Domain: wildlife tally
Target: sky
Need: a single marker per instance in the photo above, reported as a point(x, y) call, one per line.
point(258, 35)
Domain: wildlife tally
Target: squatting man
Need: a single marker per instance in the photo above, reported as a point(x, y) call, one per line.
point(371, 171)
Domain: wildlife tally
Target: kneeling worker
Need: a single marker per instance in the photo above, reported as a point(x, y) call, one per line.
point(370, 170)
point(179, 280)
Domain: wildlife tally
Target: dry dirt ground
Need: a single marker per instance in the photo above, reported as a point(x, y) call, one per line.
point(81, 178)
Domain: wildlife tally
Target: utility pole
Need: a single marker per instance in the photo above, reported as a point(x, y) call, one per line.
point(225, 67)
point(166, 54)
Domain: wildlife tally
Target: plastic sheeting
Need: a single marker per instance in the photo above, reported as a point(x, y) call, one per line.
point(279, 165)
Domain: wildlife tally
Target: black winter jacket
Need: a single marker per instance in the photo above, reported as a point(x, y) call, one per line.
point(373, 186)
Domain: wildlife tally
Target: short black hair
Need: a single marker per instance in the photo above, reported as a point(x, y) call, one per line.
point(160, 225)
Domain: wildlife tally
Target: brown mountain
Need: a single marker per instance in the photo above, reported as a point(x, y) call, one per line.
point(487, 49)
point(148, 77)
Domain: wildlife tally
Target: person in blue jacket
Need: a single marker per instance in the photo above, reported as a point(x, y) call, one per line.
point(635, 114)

- **Problem requirements**: Rewrite all of the material above as a numbered list, one line per item, and leave out any blank lines.

- **Task result**:
1. Domain: wildlife tally
2. Target: sky
3. Need: a single marker per instance in the photo above, reported as a point(x, y) call, one per line.
4. point(258, 35)
5. Domain: wildlife tally
6. Target: squatting man
7. Need: a single marker per instance in the photo above, reported as a point(x, y) call, one per line.
8. point(371, 171)
9. Domain: wildlife tally
10. Target: kneeling worker
11. Need: a single marker per instance in the photo above, reported as a point(x, y) call, one per line.
12. point(370, 170)
13. point(179, 280)
14. Domain: wildlife tally
15. Target: dry dirt ground
16. Need: a single marker per instance in the photo above, reported as a point(x, y) call, one per line.
17. point(81, 178)
18. Domain: wildlife tally
19. Target: utility pole
20. Need: a single marker per instance in the photo above, reported as a point(x, y) call, one per line.
21. point(225, 67)
22. point(166, 54)
23. Domain: wildlife tally
24. Target: plastic sheeting
25. Need: a single marker per instance in the photo above, reported as a point(x, y) call, one per line.
26. point(279, 165)
27. Domain: wildlife tally
28. Target: black winter jacket
29. Need: a single marker per instance in the photo above, reported as a point(x, y) call, one per line.
30. point(373, 186)
31. Domain: wildlife tally
32. Target: short black hair
33. Need: a single marker per instance in the photo above, reported as a point(x, y) call, one per line.
34. point(160, 225)
35. Domain: wildlife tally
36. Target: brown mountain
37. Need: a single marker per instance in the photo above, reported as a point(x, y) call, one per line.
38. point(487, 49)
39. point(148, 77)
40. Domain: wildlife tally
41. Target: person in blue jacket
42. Need: a single marker per instance in the photo above, reported as a point(x, y) call, one per line.
43. point(635, 114)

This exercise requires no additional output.